* EXCERPTED PASSAGE *
..........

During a session at World Health Care Congress 2019, Senator Bill Cassidy, MD, criticized the idea of Medicare for All, arguing that the move would give government power over the patient rather than give patients power over their healthcare. Offering an alternative, Cassidy, R-Lousiana, outlined his vision for allowing states to offer healthcare to their specific populations.

Modeled after the Children’s Health Insurance Program, which is funded jointly by states and the federal government, the plan would move away from a flat rate per patient. Instead, said Cassidy, the federal government would look at a state’s expansion population and individual exchanges and offer adjusted rates based on the health status and demographics of the population. For example, he said, women who are 50 would be cheaper than men who are 50, and children would be cheaper than adults. From there, states would be held accountable for outcomes.

In addition to an alternative to Medicare for All, Cassidy has set a focus on surprise medical billing and price transparency, which has gained support from both sides of the aisle. “You can’t live in our society without being impacted by costs by one way or another,” he said.

He added: “If you have a patient that goes to an in-network hospital, she should not get an out-of-network bill. Nor should she be the point of leverage as the provider and insurer duke it out over how much they should get paid.”

On the point of price transparency, Cassidy noted the administration’s barring of the so-called pharmacist gag clause and envisioned the ability for a patient to be able to scan a quick response code and look up rates of a service throughout the area. He referenced a Los Angeles Times article that unearthed a difference of more than $2000 for the same service within the same area code.

“The only way you knew that was if you were an investigative reporter for the LA Times. That should not be the case,” he said.

Unsurprisingly, the issue of rising drug costs also came to the forefront of the discussion, with Cassidy using emerging gene therapies as an example. We currently have a pricing system where the list price is set by the drug company with no pushback, he said. As a result, gene therapies are being priced at a point where few can afford it, highlighting the need to find a balance between promoting innovation and making up for research costs and ensuring drug competition.

Looking toward Germany, Cassidy explained that the country allows the opening price of a drug to be set by the drug company and after 3 months, there is an analysis of the benefits of the drug and whether the benefits support its price. Analyses from manufacturers, insurers, and other stakeholders are taken into consideration by an arbitrator who determines the value.

“It gives a reward for innovation and the ability to build your case empirically, but if it’s way overpriced, there will be some correction on the backside,” he said.

And this isn’t needed just for first-in-class novel therapies; it’s also needed for generics, said Cassidy, referencing tactics that drug companies use to block generic drug competition when their drug goes off patent. 

Although he is a proponent of the International Pricing Index, which would allow Medicare to determine the price it pays for certain drugs based on the prices that other countries pay, Cassidy said he would be open to other ideas if they could address rising drug costs.

..........

* DATA TO EXAMINE *

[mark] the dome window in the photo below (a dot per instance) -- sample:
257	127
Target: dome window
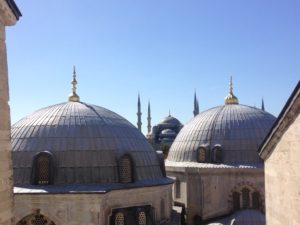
125	169
142	218
255	200
246	197
42	169
217	154
236	200
119	219
201	154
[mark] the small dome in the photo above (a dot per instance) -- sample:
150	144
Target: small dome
170	120
237	129
168	132
86	142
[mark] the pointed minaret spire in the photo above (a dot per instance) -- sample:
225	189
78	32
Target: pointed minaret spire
262	105
196	105
230	98
139	114
149	118
73	97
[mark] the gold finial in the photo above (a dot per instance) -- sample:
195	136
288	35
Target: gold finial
230	98
73	97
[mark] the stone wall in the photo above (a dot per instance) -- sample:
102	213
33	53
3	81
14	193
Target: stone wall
93	208
282	179
208	192
6	196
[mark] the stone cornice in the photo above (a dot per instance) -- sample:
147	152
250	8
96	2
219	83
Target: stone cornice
288	114
7	17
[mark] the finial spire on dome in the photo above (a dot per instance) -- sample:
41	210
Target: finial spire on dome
73	97
230	98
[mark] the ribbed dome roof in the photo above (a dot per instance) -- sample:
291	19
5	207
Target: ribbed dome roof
170	120
86	142
238	129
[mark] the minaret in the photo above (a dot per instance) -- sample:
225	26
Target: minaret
149	118
262	105
73	97
9	14
196	105
139	114
230	98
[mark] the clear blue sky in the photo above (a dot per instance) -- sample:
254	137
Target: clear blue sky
164	49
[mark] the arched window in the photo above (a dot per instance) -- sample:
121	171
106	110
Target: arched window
201	154
119	219
177	189
162	208
246	197
142	219
125	169
217	154
236	200
255	200
42	169
35	219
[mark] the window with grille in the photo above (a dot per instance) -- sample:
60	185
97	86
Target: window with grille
217	150
246	197
142	219
177	189
201	154
119	219
125	170
236	200
255	200
42	166
36	219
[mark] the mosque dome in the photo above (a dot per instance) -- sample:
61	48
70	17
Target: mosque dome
231	133
168	132
170	120
86	144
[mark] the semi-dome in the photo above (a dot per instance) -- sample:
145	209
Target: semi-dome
235	130
85	143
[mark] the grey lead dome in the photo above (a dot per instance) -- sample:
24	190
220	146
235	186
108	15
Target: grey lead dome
238	129
86	142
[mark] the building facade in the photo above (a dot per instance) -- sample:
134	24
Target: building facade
9	15
281	153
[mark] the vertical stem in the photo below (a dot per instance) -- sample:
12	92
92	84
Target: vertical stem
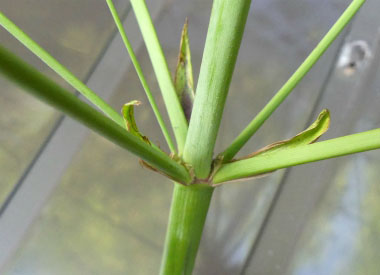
227	22
141	76
187	217
161	70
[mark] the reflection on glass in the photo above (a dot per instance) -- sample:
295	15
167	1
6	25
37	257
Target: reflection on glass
343	237
75	39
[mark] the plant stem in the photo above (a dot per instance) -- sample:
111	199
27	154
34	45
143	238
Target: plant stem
289	86
141	76
264	163
160	66
227	22
60	69
187	217
48	91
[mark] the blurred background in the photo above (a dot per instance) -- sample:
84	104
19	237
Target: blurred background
74	203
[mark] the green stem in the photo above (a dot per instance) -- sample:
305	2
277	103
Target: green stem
59	69
289	86
187	217
264	163
227	22
48	91
161	69
141	76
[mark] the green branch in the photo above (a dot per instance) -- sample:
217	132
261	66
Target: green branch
224	36
187	217
59	69
141	76
48	91
287	157
288	87
160	66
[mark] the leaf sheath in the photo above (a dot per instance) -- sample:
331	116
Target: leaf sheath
264	163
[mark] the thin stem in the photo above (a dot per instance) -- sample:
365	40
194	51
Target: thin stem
161	69
224	36
187	217
141	76
59	69
264	163
289	86
48	91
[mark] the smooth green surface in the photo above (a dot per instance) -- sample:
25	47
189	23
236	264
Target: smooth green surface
59	69
187	217
289	86
49	92
140	73
271	161
160	66
225	32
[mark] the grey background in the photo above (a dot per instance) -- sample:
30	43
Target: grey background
73	203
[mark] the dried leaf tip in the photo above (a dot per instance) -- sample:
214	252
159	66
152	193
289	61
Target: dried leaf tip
183	79
310	135
129	119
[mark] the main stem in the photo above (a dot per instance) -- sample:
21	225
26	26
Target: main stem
225	32
190	203
187	217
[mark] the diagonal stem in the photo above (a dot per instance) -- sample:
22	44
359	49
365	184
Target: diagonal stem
60	69
48	91
269	162
141	76
293	81
161	69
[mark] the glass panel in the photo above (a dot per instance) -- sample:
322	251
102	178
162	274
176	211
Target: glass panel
74	32
109	215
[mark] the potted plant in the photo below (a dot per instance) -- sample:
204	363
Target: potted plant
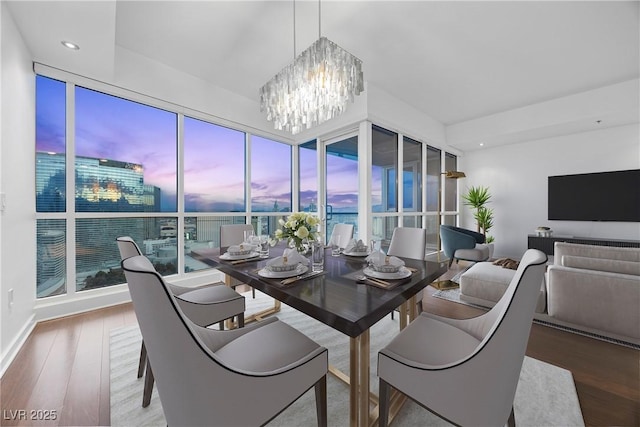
477	198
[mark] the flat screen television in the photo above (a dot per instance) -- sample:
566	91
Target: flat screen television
601	196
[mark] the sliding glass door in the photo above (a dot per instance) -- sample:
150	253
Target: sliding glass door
341	183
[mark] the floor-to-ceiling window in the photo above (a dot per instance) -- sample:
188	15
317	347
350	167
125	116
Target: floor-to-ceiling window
308	176
341	181
214	184
411	183
433	197
125	177
131	172
384	183
51	178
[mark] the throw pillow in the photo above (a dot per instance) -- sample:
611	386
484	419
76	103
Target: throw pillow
507	263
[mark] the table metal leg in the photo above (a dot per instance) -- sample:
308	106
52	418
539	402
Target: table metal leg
254	316
359	387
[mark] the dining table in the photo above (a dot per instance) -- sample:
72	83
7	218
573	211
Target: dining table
344	298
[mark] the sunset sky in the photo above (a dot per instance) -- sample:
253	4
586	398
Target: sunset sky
117	129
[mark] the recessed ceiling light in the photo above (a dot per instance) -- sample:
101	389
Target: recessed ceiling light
70	45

..........

* WHAT TO DO *
1. Reproduce the passage of the article on Senator Cassidy's healthcare remarks between "Looking toward Germany, Cassidy" and "determines the value.", inclusive.
2. In the article on Senator Cassidy's healthcare remarks, how long after a drug's opening price is set does Germany analyze whether the drug's benefits support that price?

* PER-TASK ANSWERS *
1.
Looking toward Germany, Cassidy explained that the country allows the opening price of a drug to be set by the drug company and after 3 months, there is an analysis of the benefits of the drug and whether the benefits support its price. Analyses from manufacturers, insurers, and other stakeholders are taken into consideration by an arbitrator who determines the value.

2. After 3 months.